## Start Data to process
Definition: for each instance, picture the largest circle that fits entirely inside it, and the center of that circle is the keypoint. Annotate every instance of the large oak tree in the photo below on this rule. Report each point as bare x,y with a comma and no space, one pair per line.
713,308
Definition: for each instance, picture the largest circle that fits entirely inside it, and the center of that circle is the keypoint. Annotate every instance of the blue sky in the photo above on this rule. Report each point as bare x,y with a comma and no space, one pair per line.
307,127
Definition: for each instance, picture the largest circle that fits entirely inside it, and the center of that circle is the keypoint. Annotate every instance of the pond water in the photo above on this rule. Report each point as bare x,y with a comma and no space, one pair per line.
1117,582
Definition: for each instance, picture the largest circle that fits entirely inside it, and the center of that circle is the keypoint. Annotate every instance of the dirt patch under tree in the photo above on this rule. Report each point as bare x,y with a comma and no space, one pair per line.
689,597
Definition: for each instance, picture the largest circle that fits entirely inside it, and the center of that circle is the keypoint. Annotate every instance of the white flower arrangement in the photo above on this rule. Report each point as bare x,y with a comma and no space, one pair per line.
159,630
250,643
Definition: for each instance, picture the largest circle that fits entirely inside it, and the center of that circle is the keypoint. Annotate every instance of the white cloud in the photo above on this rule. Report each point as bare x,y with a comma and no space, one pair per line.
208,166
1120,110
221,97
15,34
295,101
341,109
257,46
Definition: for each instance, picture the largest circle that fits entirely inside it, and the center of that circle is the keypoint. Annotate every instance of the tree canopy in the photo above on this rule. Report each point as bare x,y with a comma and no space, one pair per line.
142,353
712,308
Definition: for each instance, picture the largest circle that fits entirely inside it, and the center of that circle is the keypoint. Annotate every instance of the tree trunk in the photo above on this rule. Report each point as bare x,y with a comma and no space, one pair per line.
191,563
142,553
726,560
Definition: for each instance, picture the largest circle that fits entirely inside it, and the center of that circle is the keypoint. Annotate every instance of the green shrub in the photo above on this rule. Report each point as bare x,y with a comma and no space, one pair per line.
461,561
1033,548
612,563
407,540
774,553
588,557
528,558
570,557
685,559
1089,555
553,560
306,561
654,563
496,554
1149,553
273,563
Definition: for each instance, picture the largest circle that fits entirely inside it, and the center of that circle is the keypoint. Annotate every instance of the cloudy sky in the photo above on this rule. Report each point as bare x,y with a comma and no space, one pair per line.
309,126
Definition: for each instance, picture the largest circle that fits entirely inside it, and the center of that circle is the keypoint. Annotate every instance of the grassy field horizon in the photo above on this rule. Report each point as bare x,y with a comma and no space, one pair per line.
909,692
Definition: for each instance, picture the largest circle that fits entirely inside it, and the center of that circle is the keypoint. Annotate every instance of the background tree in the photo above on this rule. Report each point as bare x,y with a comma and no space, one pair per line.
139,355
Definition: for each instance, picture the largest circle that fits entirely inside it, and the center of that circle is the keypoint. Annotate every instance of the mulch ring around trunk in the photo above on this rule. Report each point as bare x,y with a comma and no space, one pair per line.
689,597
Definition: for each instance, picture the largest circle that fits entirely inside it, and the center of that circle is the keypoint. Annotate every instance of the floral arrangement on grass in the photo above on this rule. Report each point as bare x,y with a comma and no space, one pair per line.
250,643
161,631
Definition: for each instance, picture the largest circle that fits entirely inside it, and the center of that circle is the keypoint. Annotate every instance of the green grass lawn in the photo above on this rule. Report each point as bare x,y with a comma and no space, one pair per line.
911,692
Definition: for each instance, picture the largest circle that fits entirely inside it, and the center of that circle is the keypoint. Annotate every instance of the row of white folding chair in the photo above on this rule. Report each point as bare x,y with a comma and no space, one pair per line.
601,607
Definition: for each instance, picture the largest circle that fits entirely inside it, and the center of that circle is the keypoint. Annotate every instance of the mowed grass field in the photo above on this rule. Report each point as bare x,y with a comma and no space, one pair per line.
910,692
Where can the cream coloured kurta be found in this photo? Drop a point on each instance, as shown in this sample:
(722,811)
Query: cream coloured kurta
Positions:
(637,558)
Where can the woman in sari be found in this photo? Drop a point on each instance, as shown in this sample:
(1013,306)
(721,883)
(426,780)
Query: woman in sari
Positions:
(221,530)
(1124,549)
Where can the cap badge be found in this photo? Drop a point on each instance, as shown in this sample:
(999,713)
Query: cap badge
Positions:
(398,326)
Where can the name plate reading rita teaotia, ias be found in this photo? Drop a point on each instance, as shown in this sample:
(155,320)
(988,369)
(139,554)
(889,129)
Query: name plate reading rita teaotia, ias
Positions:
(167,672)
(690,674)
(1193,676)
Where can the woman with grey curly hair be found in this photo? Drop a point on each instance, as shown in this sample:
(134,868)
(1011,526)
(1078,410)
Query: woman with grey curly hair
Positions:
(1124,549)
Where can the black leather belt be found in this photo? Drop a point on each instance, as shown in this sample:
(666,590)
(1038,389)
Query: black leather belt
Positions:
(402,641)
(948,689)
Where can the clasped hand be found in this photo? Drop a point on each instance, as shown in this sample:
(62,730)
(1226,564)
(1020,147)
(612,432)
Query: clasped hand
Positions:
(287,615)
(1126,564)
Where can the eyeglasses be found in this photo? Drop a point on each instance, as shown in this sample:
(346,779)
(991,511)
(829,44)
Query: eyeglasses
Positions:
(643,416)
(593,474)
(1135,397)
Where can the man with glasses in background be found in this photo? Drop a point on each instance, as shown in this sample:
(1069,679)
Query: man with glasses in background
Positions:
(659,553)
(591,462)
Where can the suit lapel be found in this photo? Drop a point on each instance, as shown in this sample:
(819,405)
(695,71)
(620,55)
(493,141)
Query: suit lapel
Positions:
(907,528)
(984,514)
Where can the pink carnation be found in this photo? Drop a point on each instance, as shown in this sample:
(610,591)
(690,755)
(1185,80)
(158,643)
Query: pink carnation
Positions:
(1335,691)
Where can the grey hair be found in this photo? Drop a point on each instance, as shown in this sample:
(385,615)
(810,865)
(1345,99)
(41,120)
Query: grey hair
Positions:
## End Data to process
▶ _Set task_
Duplicate all of the material above line for line, leaving every character unchanged.

▶ _Full solution_
Definition: for each instance, picture the largest circle that fits entirely inside it, and the center of that circle is the keypoint. Annotate every instance of the large oak tree in the photo below on this rule. Report each point as bare x,y with a comma and no space, one pair per line.
713,308
Definition: for each instance, picture the largest circle that fits entirely inside it, and the center of that circle is the keypoint. Annotate every instance of the blue sky in the photo above on this rule. Report each point as bare x,y with a comma and no space, one pair per line.
307,127
Definition: for each instance, picture the largest circle that fits entirely inside it, and the center of that circle is the keypoint. Annotate every instance of the pond water in the photo above on this rule. Report each point as bare x,y with a comma and no space, one pair per line.
1117,582
Definition: for each instance, picture the largest circle that fits entirely inside it, and the center of that circle is the keypoint. Annotate every instance of the dirt patch under tree in the photo above on this rule. Report each point as bare x,y with a comma and no space, one pair per line.
689,597
Definition: for each instance, picture the largest circle that fits entirely inside it, and the center of that circle is the keypoint. Annotate every instance of the white flower arrangement in the photo above on this rule. Report each point as bare x,y with a comma and no space, one pair per line.
159,630
250,643
Definition: for each instance, picture the largest circle that fits entirely inside it, and the center of that circle is the keypoint. Annotate every instance of the white cloud in the photo above on this rule. Report each point as bare x,y with a comma and no space, one pair per line.
208,166
1120,110
221,97
15,34
295,101
341,109
257,46
Definition: for each instance, picture the largest circle that fits entirely inside it, and the center of that circle is the keypoint. Annotate every instance of the tree canopy in the photo above on this rule. Report each point as bare x,y with a comma and no space, one pair per line.
142,353
712,308
Definition: for each instance, picture the largest circle that fits entirely inside it, and the center of that circle is the keypoint. Annotate every instance of the tree trunk in the photo above on this rule. Report each point as bare x,y with a comma and no space, one pair per line.
191,563
142,553
726,560
Definition: for each instance, picture the largest circle that fits entirely inside it, and the center of that circle is the keypoint. Annotate every instance of the green shrub in the photo above on this rule. Report each point as bare x,y with a comma and no space, one pair per line.
461,561
1033,548
612,563
407,540
774,553
588,557
528,558
570,557
685,559
1089,555
553,560
306,561
654,563
496,554
1149,553
273,563
Definition: for each instance, picture the largest circle that fits entirely inside it, and the center of that circle is the keypoint. Annotate every instance of the cloudy sky in the photo above on this rule. Report each point as bare x,y with a comma and no space, one pair per line.
309,126
Definition: for each instance, picture the largest circle that fits entirely inside it, and the center of that circle is the keypoint. Annotate every instance of the grassy field horizon in the photo above on this rule. Report each point as bare x,y with a comma and no space, one pair per line.
909,692
Definition: for each instance, picture the largest circle that fits entirely inside it, and the center of that circle is the keypoint. Annotate every instance of the background tree in the photo above on this rule. Report each point as bare x,y with a comma and no space, one pair per line.
139,355
Definition: for each instance, picture the largest circle that fits entirely inside it, and the center of that circle is the keypoint. Annotate every instance of the mulch ring around trunk in the photo above on this rule. Report each point as bare x,y with a comma and no space, one pair per line.
689,597
Definition: for each instance, picture the largest circle that fits entirely inside it, and the center of that circle is the keypoint. Annotate every instance of the floral arrangement on grass in the photo above on this rule. Report each point as bare x,y with a comma and no space, one pair per line.
250,643
161,631
Definition: for each instance, picture the largest circle that fits entirely inside it, and the center of that circle is the keypoint. Annotate every instance of the green grass lawn in the photo above on this rule. Report each point as bare x,y with a comma and no space, one pair per line.
911,692
Definition: for each instance, picture the largest circle that fits entirely inside it, and the center of that circle is the keypoint. Annotate every instance of the row of white folding chair in the photo above on this rule. Report each point as bare x,y with a comma and no space, one pair per line.
601,607
Definition: for each instance, picture the largest circle that fits entirely inside it, and the center of that circle is the keypoint. Annotate every instance of the mowed grass field in the photo above on this rule. Report each point as bare x,y with a comma and no space, one pair per line.
910,692
Where can the cream coloured kurta be found in this photo? Drop a point on each instance, as shown in this sample:
(722,811)
Query: cream coloured kurta
Positions:
(637,558)
Where can the woman in sari be found in this photo? Drop a point on each instance, as shown in this sample:
(1013,306)
(721,883)
(426,780)
Query: woman in sari
Positions:
(221,530)
(1124,549)
Where can the cap badge be found in this photo? Drop a point on each instance, as shown in this sample:
(999,713)
Query: cap badge
Positions:
(398,326)
Where can the name plate reading rita teaotia, ias be found in this photo? Drop a point on each instance, as shown in this sample:
(155,320)
(988,369)
(139,554)
(889,129)
Query: name plate reading rita teaotia, ias
Positions:
(167,672)
(690,674)
(1193,676)
Where can the woman with grey curly hair be found in this photo? Drop a point on each instance, as shown in this sample:
(134,868)
(1011,526)
(1078,410)
Query: woman with grey curly hair
Positions:
(1124,549)
Where can the black leather belt be found in this photo? Drop a point on each instance, as shown in this sample:
(666,590)
(1038,389)
Query: black leather belt
Positions:
(402,641)
(948,689)
Where can the clasped hand be found in this photo? Drop a point on each instance, as shown in this sample:
(62,730)
(1226,564)
(1020,147)
(612,432)
Query: clasped hand
Positions:
(287,615)
(1126,564)
Where can the eyeglasses be found in this photo? Drop a point on each instance, as shown in this sample:
(346,779)
(991,511)
(829,44)
Query: eyeglasses
Positions:
(643,416)
(593,474)
(1135,397)
Where can the man with glasses in background be found in this photo? Drop a point on each instance, as shown in this sample:
(1069,679)
Query: man with glasses in background
Positions:
(659,553)
(591,462)
Where can the suit lapel be found in this photo? Drop a point on each instance, as shown in this sample:
(819,405)
(695,71)
(620,55)
(493,141)
Query: suit lapel
Positions:
(907,528)
(984,514)
Where can the pink carnation be found in this photo? Drop a point on each instance, as shown in this sample:
(610,591)
(690,755)
(1185,80)
(158,643)
Query: pink carnation
Positions:
(1335,691)
Where can the grey hair be found in this photo? Drop a point on each instance, as shown in this sample:
(385,615)
(810,865)
(1345,99)
(41,120)
Query: grey hair
Positions:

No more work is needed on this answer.